SHORT PROBLEM A: In the list thanking DCE, during which season is the place described as being very pretty?

··· PASSAGE TO READ

Tuesday, October 12, 2010

Thank you DCE

For:
  • preparing me for the worst as life is only easier than it ever was there
  • convincing me that smoking/drinking/smoking up are not defining characteristics of people
  • demonstrating that political correctness can go fuck itself in the ass
  • being utterly sexist and treating women as second rate citizens 
  • making me deal with government officers, horny men and condescending professors. Nothing else could have inculcated more patience in me.
  • introducing me to the most amazing and the most unbearable people, all in one place
  • being so very pretty during the monsoons
  • fantastic canteen bhaiyyas and their custom prepared coffees
  • denying us the most innocent of pleasures like climbing on to the terraces of the hostels
  • being a big name in the education market. It helped for a little while.
Disclaimer: Most of the list is based on my own experience that may or may not be reflected in that of other students, although a lot of women would concur with it. The list may expand as and when I remember more, or bother to do so.

······
··· SOURCE RECORDS

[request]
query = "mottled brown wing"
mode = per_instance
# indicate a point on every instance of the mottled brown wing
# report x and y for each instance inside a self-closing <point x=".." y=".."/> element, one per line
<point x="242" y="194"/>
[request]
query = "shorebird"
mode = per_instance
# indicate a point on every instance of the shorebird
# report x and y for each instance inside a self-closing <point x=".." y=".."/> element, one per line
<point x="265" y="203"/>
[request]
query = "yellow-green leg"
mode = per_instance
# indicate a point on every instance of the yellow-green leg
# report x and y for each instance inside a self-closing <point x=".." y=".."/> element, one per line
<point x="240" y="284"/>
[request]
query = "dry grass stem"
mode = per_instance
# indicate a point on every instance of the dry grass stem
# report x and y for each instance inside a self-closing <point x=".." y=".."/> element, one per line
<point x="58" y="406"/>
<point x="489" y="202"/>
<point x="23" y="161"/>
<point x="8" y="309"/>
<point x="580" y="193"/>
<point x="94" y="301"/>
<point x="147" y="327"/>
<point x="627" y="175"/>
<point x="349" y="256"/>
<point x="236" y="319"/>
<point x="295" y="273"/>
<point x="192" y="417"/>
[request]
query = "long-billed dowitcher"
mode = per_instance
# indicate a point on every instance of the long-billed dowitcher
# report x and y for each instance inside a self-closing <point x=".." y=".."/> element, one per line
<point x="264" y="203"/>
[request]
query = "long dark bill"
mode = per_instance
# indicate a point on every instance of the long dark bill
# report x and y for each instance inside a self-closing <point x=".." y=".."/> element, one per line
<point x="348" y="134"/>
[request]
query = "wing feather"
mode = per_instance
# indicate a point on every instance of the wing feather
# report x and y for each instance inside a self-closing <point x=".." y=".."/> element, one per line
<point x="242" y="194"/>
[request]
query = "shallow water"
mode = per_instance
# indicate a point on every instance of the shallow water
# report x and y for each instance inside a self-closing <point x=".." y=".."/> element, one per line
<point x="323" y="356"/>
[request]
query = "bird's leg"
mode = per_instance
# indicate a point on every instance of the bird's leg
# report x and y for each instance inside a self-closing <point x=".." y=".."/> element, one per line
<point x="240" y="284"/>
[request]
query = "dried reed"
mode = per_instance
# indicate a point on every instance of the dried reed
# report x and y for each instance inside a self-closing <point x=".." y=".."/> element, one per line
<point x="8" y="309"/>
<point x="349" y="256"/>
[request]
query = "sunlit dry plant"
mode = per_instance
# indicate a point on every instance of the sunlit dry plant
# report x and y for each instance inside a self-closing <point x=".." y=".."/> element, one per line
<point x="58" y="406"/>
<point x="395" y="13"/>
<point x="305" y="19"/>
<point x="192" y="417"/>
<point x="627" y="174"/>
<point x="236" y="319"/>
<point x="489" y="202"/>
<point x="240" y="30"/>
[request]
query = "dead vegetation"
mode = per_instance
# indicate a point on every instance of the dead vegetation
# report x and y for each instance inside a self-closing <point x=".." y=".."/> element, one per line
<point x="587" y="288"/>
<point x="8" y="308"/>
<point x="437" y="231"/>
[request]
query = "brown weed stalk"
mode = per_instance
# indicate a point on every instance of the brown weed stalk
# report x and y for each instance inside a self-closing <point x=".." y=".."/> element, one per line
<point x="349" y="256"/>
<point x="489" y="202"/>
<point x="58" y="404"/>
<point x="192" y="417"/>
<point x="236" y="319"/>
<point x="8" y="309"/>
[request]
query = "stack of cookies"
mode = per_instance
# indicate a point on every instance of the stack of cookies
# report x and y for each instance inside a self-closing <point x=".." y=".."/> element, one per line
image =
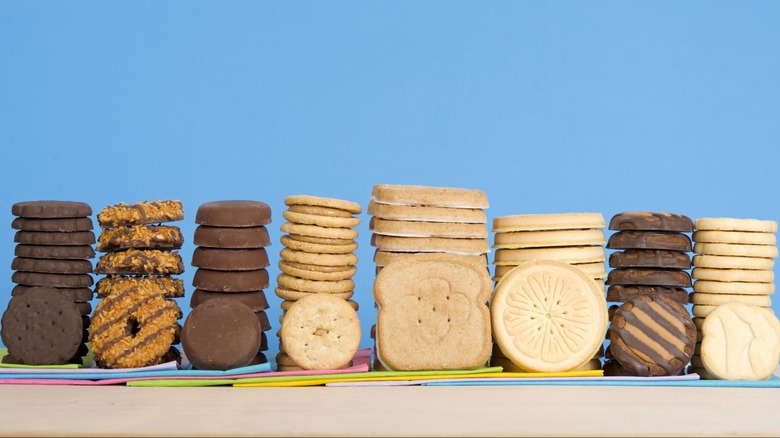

······

SHORT PROBLEM B: Tally the lines in the rows above that contain the string "dead" and report only the number.

WRITTEN REPLY A: During the monsoons.

WRITTEN REPLY B: 2